> [Input material]:
--*--

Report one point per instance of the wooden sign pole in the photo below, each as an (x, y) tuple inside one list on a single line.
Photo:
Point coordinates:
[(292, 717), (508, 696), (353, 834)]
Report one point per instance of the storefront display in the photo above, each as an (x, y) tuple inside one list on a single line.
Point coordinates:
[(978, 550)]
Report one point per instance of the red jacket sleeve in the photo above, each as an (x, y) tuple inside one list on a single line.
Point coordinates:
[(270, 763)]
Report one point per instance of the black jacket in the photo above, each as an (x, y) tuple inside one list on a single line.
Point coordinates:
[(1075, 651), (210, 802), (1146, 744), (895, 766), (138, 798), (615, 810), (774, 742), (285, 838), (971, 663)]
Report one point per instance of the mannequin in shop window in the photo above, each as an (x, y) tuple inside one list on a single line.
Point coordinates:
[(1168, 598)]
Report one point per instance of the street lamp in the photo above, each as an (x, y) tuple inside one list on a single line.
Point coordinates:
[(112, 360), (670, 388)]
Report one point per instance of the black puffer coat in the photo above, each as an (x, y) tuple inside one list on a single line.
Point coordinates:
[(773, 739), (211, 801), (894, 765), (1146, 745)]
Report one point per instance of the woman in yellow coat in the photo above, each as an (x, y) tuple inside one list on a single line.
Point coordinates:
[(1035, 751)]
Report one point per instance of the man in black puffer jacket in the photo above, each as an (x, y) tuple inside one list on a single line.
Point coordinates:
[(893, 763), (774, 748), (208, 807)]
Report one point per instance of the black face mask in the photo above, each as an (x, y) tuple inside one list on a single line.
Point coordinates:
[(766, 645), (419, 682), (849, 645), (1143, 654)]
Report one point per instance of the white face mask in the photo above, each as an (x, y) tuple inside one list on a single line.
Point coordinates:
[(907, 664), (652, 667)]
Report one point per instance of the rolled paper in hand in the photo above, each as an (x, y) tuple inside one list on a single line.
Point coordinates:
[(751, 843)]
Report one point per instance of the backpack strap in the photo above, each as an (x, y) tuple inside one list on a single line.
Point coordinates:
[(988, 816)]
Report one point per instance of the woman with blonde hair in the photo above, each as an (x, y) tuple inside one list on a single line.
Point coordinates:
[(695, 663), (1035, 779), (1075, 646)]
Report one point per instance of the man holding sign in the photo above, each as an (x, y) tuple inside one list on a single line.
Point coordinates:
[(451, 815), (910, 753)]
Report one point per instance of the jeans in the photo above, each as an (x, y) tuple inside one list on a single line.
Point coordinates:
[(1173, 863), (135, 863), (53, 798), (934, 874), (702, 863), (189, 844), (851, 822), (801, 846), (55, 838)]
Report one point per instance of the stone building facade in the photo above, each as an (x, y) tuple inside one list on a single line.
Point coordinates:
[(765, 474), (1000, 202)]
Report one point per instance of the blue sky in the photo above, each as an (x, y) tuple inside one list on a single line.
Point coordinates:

--*--

Transcribe all of the records above verbatim, line by line, preserving their order, wording, and punctuation.

Report one point per instance of the wooden sign pole in the photo below, each as an (x, y) tuple inside one list on a single line.
Photo:
Point coordinates:
[(292, 717), (508, 696), (353, 834)]
Report one point per instance of the storefront display in the photo above, each as an (x, y) tuple inside one list on a single line.
Point coordinates:
[(978, 550)]
Report one point per instance of the red jacket sleeve in the photo above, each as an (x, y) tuple inside one list on a single line.
Point coordinates:
[(270, 763)]
Report one point per instance of the black jacket in the photo above, each as an (x, y) tuple inside one list on a single line.
Point coordinates:
[(1075, 651), (210, 802), (1146, 744), (895, 766), (138, 798), (615, 810), (774, 742), (285, 838), (971, 663)]
Report one point per instance of the mannequin in shop window in the photo above, each as an (x, y) tuple inside one list on a single line.
Point coordinates:
[(1168, 598)]
Report one point per instance of the street lamp in the photo above, each as an (x, y) tuple inside one list on a single line.
Point coordinates:
[(112, 360), (670, 388)]
Report one point per instance of the black puffer coat in the photo above, each as an (x, y) tuple inside one list on a single line.
Point coordinates:
[(773, 739), (211, 801), (894, 765), (1146, 745)]
Report one point per instance of the woman in yellow coat in the photo above, each as an (x, y) tuple inside one list on a single line.
Point coordinates:
[(1035, 751)]
Report one point per instance of the man in black puffer jacket in the photo above, each as an (x, y) tuple inside one list on a single line.
Point coordinates:
[(893, 763), (774, 748), (208, 807)]
Report one point per instance of the black face mask in the photo above, each as an (x, y) tuple inside one list on a single line.
Point coordinates:
[(766, 645), (419, 682), (849, 645), (1143, 654)]
Report one point per instance of the white face mask in the photo above, each as an (x, y) tuple inside one list on a single line.
Point coordinates:
[(907, 664), (652, 667)]
Report one point per instance of the rolled paper in hand in the photo above, each as an (x, y) tuple inside one list on a single line.
Point coordinates:
[(751, 843)]
Report one point per instance of the backpack strap in the photo above, each as an (x, y) tuple inside one list on a single line.
Point coordinates:
[(988, 816)]
Report one point per instance of the woman with blonde hair in the photo above, each as an (x, y) tuple inside one list on a single line.
Point coordinates:
[(695, 663), (1035, 779), (1075, 646)]
Report one point per instance of the man holding sign in the photo above, each as an (x, y) tuple inside one list on a single line.
Point coordinates:
[(451, 815), (910, 753)]
Report one point per instance of the jeans in the photo above, each as an (x, y) tuple inside one list on a single line.
Point coordinates:
[(1173, 863), (135, 863), (53, 798), (934, 874), (702, 863), (189, 844), (851, 822), (801, 846), (55, 838)]
Report one point per instance of the stone building facade in the photo above, each as an (x, y) tuple inside one list on a single line.
Point coordinates:
[(765, 474), (1000, 202)]
Report one point per instance of the blue sky in the photo above, each as an (x, y) tuple inside one list on a single line.
Point coordinates:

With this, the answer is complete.